**Task goal**
Report every line of the entries below that contains the word "sink", matching case exactly.

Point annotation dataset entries
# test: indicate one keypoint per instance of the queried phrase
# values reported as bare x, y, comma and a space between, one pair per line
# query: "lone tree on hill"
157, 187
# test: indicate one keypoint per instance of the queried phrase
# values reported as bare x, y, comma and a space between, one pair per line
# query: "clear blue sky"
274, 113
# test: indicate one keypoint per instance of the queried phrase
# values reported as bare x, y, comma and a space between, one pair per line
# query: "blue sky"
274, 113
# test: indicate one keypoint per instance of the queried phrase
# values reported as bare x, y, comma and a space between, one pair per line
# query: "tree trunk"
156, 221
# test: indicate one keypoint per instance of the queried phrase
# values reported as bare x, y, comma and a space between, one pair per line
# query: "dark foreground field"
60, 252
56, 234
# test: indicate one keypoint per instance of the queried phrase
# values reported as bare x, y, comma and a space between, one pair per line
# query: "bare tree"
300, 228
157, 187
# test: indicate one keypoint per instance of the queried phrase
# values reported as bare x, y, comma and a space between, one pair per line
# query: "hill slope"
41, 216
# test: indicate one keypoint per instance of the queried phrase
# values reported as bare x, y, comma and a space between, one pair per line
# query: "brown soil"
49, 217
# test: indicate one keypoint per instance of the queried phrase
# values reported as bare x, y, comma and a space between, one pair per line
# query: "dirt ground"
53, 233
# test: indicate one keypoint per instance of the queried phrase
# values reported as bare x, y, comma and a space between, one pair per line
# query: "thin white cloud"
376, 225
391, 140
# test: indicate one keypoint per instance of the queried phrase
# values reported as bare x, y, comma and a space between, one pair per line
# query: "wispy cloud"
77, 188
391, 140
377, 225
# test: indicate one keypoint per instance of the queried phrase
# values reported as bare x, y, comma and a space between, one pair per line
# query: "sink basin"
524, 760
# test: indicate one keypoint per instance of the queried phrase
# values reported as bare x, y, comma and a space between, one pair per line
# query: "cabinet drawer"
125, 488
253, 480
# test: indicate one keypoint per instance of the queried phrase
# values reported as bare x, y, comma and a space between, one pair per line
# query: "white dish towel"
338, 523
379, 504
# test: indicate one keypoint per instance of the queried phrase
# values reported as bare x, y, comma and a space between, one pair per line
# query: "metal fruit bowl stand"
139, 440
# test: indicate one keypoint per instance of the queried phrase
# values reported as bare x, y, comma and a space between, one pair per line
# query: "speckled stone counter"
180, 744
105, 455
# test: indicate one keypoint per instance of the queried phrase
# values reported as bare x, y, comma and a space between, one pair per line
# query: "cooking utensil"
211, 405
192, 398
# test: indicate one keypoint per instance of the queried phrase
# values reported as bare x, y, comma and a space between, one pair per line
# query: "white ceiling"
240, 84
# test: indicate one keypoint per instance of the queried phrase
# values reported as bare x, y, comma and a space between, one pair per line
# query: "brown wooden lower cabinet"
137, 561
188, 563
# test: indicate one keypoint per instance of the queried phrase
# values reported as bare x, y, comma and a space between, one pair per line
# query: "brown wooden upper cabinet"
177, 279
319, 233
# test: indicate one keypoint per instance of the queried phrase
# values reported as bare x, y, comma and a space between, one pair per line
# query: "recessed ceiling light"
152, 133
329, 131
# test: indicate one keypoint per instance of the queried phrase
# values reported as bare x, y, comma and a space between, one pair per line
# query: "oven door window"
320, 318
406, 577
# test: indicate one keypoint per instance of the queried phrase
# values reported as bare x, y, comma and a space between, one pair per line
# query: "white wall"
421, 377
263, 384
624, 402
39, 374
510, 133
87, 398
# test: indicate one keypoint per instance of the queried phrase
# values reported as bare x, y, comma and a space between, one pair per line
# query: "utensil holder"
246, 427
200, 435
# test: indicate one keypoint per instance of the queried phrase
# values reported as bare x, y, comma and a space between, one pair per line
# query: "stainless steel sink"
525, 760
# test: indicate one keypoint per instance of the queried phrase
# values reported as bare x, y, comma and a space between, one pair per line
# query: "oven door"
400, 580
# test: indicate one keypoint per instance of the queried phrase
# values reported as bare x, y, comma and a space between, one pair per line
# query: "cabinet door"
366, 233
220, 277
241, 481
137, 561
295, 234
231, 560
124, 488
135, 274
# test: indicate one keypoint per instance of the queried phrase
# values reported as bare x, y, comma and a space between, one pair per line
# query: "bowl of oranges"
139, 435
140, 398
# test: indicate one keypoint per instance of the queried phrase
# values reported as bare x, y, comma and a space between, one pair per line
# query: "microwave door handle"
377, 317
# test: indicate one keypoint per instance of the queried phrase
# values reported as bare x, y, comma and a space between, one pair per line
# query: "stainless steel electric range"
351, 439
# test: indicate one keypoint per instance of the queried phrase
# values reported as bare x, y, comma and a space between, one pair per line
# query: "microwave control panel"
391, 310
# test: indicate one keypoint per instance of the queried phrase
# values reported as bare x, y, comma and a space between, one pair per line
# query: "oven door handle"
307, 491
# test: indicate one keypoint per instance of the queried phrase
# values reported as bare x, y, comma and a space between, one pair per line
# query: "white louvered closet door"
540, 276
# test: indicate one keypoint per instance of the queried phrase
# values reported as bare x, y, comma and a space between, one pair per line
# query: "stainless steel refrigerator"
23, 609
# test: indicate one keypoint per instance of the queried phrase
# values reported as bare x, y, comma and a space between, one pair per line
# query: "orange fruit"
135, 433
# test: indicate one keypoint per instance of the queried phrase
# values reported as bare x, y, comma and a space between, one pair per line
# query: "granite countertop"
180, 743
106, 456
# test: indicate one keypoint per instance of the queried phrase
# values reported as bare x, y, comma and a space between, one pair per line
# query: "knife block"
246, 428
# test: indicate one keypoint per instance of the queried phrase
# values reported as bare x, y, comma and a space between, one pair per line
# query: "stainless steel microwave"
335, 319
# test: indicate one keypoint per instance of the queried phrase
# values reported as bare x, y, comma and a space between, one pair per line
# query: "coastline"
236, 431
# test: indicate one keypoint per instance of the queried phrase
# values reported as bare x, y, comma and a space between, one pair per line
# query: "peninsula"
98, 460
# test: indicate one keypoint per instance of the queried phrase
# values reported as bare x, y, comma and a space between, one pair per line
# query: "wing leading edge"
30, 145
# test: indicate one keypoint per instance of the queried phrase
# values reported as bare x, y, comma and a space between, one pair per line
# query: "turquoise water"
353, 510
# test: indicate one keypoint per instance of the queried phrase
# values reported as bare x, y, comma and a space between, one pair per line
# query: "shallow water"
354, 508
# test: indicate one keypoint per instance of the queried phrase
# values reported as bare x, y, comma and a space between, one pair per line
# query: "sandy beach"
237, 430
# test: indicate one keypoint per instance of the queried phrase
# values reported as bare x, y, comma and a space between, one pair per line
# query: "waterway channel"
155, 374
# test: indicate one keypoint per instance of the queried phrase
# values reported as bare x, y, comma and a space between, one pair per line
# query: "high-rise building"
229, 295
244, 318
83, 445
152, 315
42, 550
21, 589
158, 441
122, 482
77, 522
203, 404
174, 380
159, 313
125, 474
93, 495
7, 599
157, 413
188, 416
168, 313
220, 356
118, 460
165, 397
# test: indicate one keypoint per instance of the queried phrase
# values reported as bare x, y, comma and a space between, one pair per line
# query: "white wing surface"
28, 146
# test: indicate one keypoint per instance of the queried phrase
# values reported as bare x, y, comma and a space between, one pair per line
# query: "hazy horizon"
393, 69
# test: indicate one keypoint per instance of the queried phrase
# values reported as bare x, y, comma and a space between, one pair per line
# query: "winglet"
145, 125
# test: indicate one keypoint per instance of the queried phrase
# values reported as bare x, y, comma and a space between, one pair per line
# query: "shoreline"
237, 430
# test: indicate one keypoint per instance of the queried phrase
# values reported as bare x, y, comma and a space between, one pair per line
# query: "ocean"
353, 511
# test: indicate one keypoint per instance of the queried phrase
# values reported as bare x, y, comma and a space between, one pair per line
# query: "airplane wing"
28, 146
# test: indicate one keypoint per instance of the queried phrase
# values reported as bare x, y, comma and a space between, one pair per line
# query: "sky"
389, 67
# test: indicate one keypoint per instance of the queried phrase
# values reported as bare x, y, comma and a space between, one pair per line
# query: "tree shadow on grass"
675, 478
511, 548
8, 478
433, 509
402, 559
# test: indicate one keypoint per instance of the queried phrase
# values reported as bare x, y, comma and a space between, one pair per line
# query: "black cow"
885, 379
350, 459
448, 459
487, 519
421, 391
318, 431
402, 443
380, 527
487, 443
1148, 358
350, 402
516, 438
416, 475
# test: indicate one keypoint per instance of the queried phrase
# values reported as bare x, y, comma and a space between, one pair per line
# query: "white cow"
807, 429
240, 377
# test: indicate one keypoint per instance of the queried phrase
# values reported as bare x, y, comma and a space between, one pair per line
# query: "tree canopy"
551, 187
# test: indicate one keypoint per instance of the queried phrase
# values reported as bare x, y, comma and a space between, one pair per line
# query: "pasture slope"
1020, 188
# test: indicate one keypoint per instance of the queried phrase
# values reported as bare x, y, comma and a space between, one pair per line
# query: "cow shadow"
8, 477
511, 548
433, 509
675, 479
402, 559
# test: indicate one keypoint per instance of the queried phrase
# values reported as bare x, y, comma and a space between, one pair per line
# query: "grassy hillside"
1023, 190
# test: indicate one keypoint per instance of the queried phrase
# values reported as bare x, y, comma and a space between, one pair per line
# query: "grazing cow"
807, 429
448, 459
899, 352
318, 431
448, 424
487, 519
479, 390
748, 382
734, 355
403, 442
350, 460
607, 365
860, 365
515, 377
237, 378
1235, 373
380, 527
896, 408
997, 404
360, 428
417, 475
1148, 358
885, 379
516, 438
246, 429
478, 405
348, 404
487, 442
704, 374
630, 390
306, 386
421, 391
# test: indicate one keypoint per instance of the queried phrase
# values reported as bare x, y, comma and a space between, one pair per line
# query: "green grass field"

**Solution for this problem**
# query: "sink basin"
# query: "stainless steel sink"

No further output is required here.